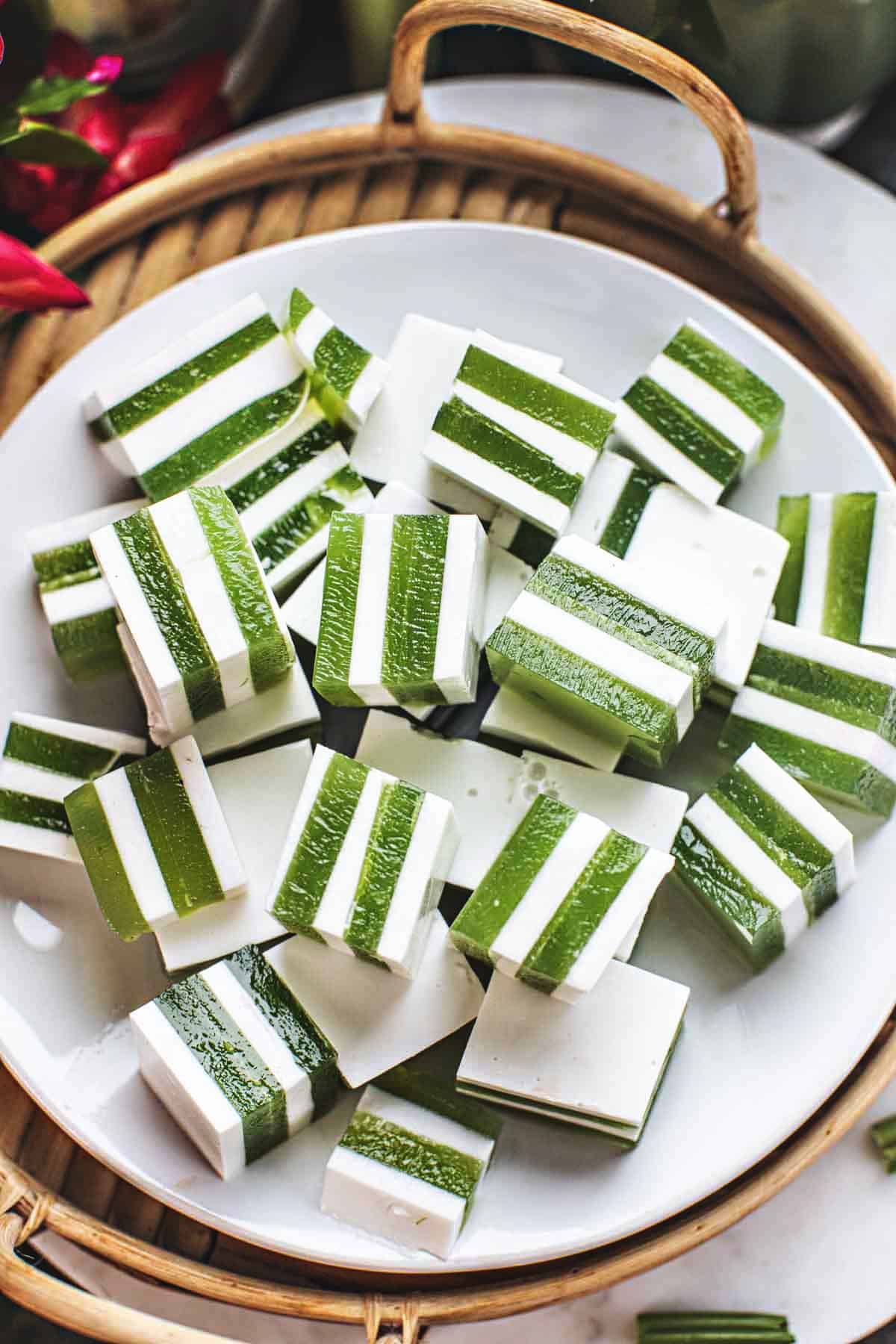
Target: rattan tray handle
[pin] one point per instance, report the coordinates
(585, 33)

...

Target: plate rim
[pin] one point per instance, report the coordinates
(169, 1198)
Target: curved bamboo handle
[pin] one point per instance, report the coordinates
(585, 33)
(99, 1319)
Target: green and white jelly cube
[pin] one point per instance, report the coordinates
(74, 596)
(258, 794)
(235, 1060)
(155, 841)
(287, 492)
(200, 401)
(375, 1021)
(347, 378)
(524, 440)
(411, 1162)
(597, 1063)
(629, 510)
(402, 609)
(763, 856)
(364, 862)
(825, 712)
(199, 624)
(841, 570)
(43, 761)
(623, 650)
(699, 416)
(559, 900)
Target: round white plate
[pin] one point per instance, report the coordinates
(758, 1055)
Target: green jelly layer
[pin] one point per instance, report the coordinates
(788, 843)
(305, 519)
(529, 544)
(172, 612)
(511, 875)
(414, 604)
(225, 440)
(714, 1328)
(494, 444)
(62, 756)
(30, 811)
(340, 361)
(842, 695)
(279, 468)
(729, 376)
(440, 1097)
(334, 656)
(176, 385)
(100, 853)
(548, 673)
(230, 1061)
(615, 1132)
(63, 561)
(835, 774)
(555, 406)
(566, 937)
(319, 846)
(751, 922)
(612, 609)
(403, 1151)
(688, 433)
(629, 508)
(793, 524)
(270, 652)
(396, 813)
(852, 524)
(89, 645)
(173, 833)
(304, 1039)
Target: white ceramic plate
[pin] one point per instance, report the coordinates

§ Task directions
Looking at the records above, which lines contain "white"? Copy those lines.

§ Answer for this exercise
Target: green and white jelly cube
Target: round white plate
Target: white ceramic plate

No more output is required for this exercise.